» Required work: Could you set down, word for word, the lines of the listing below from the one containing "Mark one point on each instance of the bowl of cottage" through the end of the listing, both ends included, without the pictures?

» Pointing dataset excerpts:

══════════════════════════════

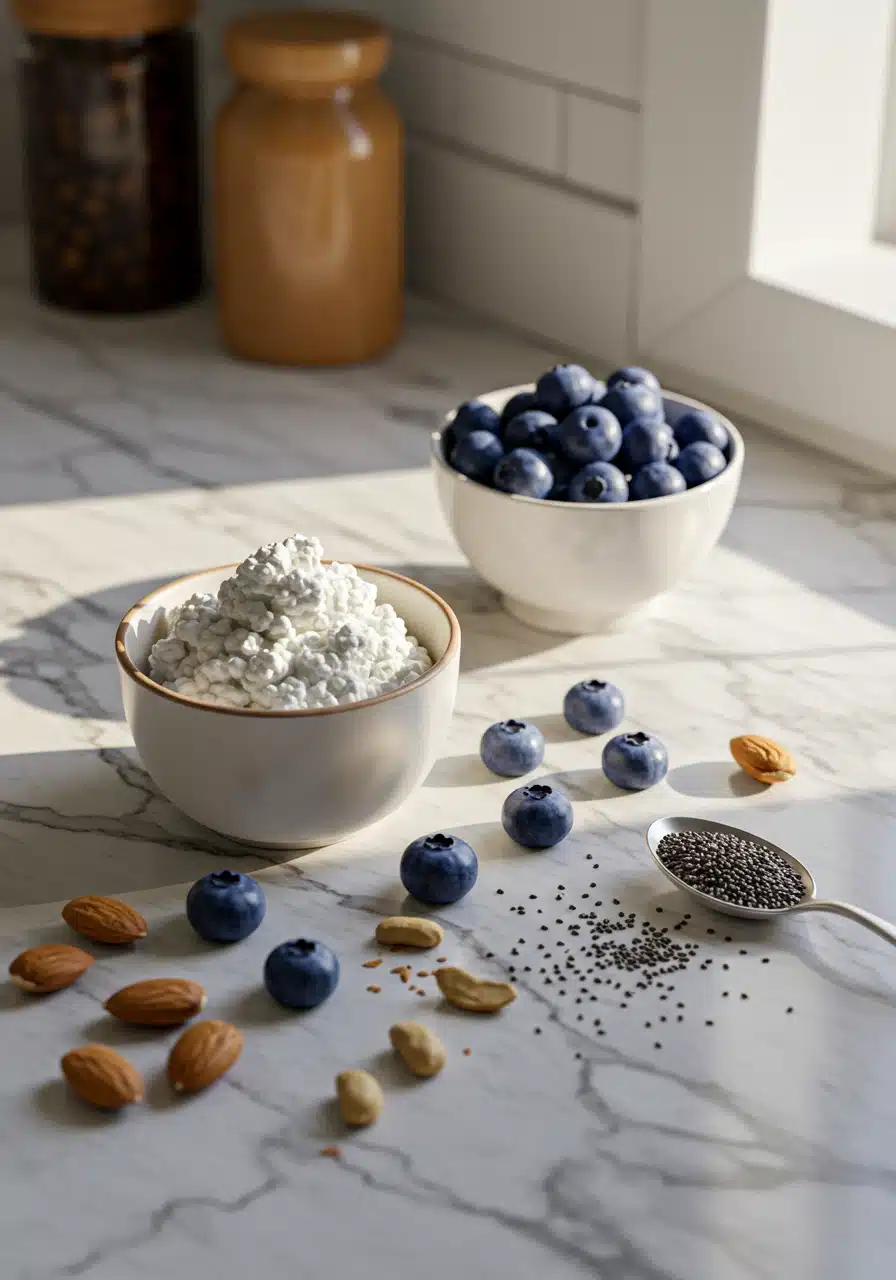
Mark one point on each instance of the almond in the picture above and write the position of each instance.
(49, 968)
(202, 1055)
(476, 995)
(410, 931)
(101, 1077)
(158, 1002)
(762, 758)
(104, 919)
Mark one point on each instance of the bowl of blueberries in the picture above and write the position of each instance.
(583, 501)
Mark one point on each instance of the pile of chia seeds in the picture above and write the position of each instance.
(602, 954)
(731, 869)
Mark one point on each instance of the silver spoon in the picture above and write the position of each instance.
(670, 826)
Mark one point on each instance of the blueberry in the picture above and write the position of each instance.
(598, 481)
(594, 707)
(590, 434)
(645, 442)
(512, 748)
(698, 425)
(301, 974)
(524, 471)
(478, 455)
(700, 462)
(225, 906)
(474, 416)
(656, 480)
(517, 403)
(634, 374)
(531, 430)
(438, 869)
(627, 401)
(563, 388)
(563, 471)
(536, 816)
(635, 760)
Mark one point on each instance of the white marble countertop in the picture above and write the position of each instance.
(755, 1148)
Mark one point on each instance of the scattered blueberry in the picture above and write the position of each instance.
(698, 425)
(225, 906)
(531, 430)
(517, 403)
(438, 869)
(536, 816)
(563, 388)
(525, 472)
(590, 434)
(645, 440)
(476, 456)
(635, 760)
(598, 481)
(594, 707)
(474, 416)
(627, 401)
(634, 374)
(700, 462)
(512, 748)
(657, 480)
(301, 974)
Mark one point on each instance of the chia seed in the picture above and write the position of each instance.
(731, 869)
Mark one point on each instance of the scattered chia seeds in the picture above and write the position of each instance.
(731, 869)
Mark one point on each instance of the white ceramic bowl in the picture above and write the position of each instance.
(291, 780)
(576, 567)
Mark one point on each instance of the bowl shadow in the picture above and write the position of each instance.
(460, 771)
(489, 635)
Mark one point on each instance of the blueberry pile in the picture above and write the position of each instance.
(577, 439)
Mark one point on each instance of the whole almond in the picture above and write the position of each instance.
(359, 1096)
(202, 1055)
(410, 931)
(763, 759)
(101, 1077)
(158, 1002)
(104, 919)
(476, 995)
(49, 968)
(419, 1047)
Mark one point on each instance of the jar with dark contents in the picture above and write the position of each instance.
(112, 169)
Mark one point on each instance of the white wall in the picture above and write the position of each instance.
(522, 154)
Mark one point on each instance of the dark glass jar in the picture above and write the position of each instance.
(110, 152)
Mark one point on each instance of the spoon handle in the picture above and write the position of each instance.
(853, 913)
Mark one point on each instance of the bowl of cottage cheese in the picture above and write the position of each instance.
(288, 700)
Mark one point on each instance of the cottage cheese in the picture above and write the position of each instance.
(287, 632)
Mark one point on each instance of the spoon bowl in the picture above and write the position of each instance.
(808, 903)
(672, 826)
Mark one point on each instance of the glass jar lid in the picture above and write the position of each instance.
(101, 18)
(306, 50)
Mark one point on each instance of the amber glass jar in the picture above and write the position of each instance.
(110, 151)
(309, 192)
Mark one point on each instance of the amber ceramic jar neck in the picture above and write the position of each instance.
(307, 54)
(101, 19)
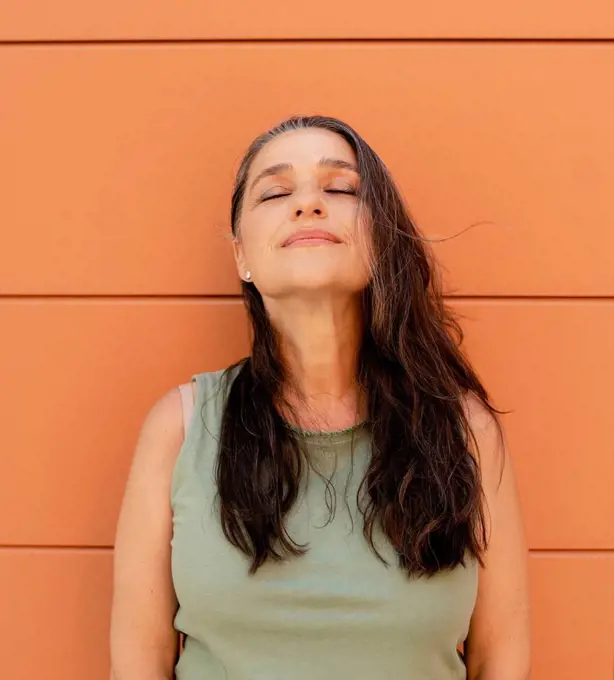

══════════════════════════════

» Correct output:
Mark one point on each instance of the bowl of cottage cheese in the picture above and write the position of each instance.
(288, 700)
Mark one point on each instance of the cottage cheese in the picture above and write the position of each instance.
(287, 632)
Mark one point on each instance of the spoon bowl in the picture above and write the position of each instance.
(808, 903)
(672, 826)
Mark one point on each instance of the glass jar lid in the picture above and write the position of each instance.
(101, 18)
(306, 50)
Mark one point on each instance of the amber glass jar in the picture above and write the position of each instance.
(110, 151)
(309, 192)
Mark one point on each instance of the amber ceramic jar neck in the picture above and write the position of each instance.
(307, 54)
(101, 19)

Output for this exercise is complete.